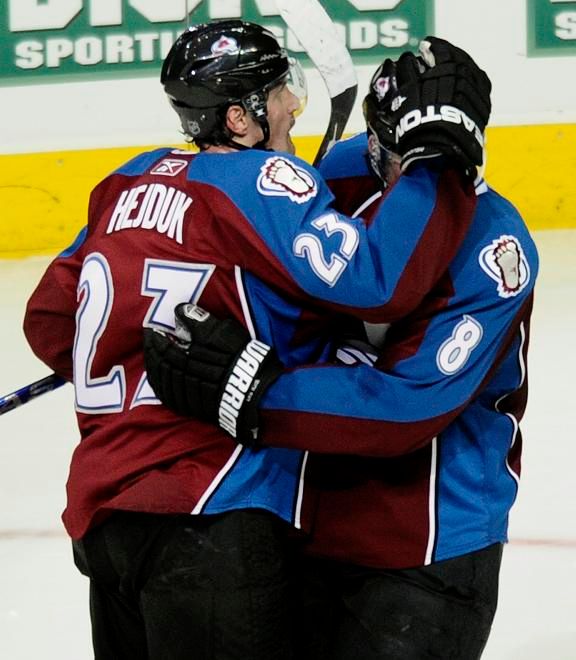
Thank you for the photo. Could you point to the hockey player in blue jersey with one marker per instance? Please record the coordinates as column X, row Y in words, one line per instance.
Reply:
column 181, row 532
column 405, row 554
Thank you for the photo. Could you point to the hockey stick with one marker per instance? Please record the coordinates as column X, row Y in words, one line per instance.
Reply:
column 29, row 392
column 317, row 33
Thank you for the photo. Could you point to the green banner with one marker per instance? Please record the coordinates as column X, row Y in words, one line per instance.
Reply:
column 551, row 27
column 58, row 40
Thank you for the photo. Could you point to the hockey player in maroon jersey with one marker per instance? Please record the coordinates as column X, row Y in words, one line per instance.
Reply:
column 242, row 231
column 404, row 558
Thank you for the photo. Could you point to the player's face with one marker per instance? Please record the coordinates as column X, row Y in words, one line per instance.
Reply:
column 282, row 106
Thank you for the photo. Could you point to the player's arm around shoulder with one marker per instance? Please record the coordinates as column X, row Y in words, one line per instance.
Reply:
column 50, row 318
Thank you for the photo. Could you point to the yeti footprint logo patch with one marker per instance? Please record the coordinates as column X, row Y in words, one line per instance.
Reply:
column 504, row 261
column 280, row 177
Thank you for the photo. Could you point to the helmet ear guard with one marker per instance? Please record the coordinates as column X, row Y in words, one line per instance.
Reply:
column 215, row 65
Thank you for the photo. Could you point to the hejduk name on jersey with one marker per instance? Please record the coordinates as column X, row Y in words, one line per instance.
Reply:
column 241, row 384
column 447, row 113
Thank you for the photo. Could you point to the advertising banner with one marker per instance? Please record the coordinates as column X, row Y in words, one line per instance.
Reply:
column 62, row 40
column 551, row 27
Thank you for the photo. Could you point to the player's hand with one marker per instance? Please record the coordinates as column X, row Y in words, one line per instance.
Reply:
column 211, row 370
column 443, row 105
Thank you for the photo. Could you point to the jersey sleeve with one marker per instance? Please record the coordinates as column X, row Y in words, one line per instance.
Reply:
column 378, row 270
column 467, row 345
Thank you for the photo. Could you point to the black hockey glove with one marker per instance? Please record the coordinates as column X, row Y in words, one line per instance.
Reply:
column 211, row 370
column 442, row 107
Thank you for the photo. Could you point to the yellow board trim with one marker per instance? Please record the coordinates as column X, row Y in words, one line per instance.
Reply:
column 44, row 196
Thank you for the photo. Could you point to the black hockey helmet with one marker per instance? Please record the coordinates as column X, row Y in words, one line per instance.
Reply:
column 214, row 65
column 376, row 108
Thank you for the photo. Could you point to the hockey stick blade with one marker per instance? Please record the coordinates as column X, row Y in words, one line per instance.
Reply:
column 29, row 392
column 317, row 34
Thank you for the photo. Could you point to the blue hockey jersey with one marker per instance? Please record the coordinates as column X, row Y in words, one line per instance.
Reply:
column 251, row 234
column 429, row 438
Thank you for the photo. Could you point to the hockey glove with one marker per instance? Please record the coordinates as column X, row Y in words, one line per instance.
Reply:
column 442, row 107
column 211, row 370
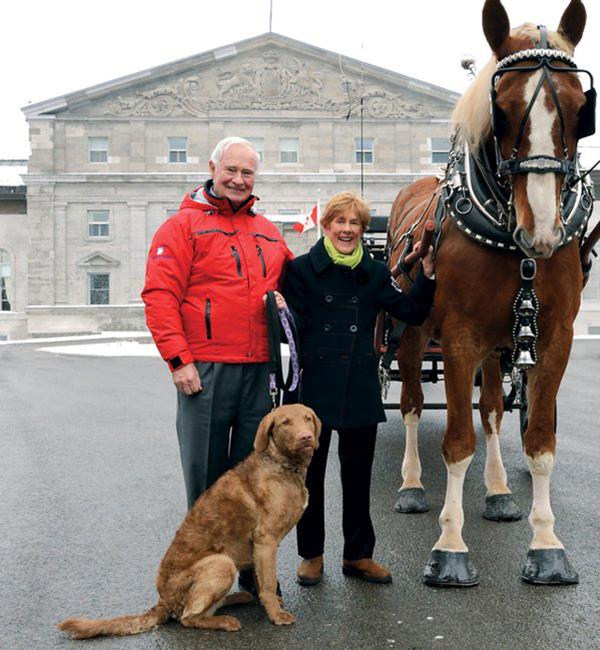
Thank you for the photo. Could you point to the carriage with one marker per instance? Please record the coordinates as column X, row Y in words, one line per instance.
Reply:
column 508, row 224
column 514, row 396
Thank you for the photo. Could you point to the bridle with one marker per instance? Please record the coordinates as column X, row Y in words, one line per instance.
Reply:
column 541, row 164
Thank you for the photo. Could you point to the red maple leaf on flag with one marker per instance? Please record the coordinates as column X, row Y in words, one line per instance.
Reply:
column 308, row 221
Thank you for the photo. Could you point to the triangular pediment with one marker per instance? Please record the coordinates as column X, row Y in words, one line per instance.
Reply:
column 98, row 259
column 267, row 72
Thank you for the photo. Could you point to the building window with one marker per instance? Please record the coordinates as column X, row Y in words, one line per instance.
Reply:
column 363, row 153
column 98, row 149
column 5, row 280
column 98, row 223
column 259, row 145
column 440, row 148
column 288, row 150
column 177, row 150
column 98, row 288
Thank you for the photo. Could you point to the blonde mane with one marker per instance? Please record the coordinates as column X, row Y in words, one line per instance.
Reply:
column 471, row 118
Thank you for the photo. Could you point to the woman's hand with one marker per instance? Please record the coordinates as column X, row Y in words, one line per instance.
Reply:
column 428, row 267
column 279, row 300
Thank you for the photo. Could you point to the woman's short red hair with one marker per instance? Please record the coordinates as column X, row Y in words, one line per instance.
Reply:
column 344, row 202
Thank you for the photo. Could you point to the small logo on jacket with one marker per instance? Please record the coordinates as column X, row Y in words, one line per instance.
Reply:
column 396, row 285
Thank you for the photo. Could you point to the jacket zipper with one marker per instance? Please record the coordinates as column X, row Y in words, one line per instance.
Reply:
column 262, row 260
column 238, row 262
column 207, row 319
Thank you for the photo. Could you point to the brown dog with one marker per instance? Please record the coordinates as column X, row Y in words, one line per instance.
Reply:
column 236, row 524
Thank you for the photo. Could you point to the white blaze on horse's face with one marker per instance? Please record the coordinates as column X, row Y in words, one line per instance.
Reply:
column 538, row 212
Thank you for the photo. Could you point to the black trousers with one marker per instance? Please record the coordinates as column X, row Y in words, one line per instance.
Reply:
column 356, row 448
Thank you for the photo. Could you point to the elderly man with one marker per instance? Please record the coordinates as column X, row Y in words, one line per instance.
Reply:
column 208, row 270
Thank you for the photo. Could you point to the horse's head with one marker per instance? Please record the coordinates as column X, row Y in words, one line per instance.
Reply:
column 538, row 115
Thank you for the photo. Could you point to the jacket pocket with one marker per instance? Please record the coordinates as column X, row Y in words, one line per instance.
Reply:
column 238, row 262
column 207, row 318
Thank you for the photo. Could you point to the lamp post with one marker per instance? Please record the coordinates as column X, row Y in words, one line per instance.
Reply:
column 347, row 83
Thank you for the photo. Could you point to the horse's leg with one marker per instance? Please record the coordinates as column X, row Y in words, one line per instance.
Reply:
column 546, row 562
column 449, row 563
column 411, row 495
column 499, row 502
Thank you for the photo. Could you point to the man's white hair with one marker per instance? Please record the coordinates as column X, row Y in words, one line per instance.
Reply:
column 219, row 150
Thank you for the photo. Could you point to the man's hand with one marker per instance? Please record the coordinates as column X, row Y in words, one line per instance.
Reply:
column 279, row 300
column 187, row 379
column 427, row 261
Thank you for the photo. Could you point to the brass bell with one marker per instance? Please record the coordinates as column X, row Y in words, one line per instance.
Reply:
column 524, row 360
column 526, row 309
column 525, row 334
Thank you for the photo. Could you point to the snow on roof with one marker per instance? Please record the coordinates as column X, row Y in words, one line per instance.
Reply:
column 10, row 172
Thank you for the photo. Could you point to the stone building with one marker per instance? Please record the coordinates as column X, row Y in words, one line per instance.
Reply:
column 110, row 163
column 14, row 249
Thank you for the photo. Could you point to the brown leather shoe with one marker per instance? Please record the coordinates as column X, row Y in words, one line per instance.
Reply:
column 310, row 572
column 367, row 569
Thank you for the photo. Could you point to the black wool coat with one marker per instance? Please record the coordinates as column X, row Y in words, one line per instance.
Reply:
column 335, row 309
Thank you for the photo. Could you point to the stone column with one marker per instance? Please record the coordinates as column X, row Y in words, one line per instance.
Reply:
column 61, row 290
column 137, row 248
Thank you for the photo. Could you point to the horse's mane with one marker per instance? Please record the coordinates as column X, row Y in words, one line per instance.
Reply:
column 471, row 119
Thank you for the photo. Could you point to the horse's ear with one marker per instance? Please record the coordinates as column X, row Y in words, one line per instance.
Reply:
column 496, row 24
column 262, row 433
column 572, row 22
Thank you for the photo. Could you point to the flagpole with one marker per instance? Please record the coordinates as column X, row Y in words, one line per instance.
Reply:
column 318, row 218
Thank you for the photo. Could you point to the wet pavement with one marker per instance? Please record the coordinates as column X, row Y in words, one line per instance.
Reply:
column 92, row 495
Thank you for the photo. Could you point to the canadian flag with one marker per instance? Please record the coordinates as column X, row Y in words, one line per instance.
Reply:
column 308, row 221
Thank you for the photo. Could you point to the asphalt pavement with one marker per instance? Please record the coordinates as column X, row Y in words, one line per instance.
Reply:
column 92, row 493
|---|
■ Task to carry out: Collect the complete line wherever the string "hand" appears in the records.

■ Problem solution:
Thank you for the photo. Could you point to the player's hand with one marker per instance? Please record the coordinates as column X, row Y in words, one line per instance.
Thank you for the photo. Could you point to the woman's hand with one marker per instance? Please record the coordinates as column X, row Y in words, one line per instance.
Thank you for the photo. Could you point to the man's hand with one marker per instance? Please record the coordinates as column X, row Y in words, one line per instance.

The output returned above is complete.